Questions on the material
1. In the passage about the community health leadership program, in what year was the decision made to realign and recommit to the program's values?
2. From the passage about the community health leadership program, retype the stretch from "Almost three years" through "this ongoing work.".

Text excerpt
▼

In 2012, we established a community health leadership program by and for young gay men in Vancouver. Since then, our program has evolved to be so much more and has changed in so many ways. Now, we also work to create change in communities outside of Vancouver, including in Prince George and across the Fraser Valley, regions in this province where youth continue to navigate more overt forms of serophobia, cissexism and heterosexism with access to less resourced systems of support.
Who our program is by and for has also shifted in other important ways. In 2018, we made the decision to realign and to recommit to our values in our approach to reducing the impact of HIV stigma on our communities. This recommitment saw the beginning of a reimagining of our programs. It envisioned gender-affirming and culturally responsive education and support that does not rely on a colonial, binary understanding of gender and sexuality. It encouraged us to do the work of carving out a space where all youth impacted by the overlapping forces of serophobia, cissexism and heterosexism could access the resources to take care of ourselves and our communities. It demanded an honoring and an undoing of the ways that queer and trans women, and non-binary folks, are erased from of our collective understanding of who the HIV movement is by and for.
Almost three years have passed and through the labour of many, we have accomplished much, and still, we know there is much more work before us. One place in this work that we have spent some thought on over these two years has been the language we choose to use to name our community.
Today, we want to share some words that speak truth to some of these thoughts and hope that it provides a small window into the world of this ongoing work.

▲

Information shown
▼

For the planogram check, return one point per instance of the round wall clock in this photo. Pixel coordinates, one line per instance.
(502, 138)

▲

Solutions below
1. 2018

2.
Almost three years have passed and through the labour of many, we have accomplished much, and still, we know there is much more work before us. One place in this work that we have spent some thought on over these two years has been the language we choose to use to name our community.
Today, we want to share some words that speak truth to some of these thoughts and hope that it provides a small window into the world of this ongoing work.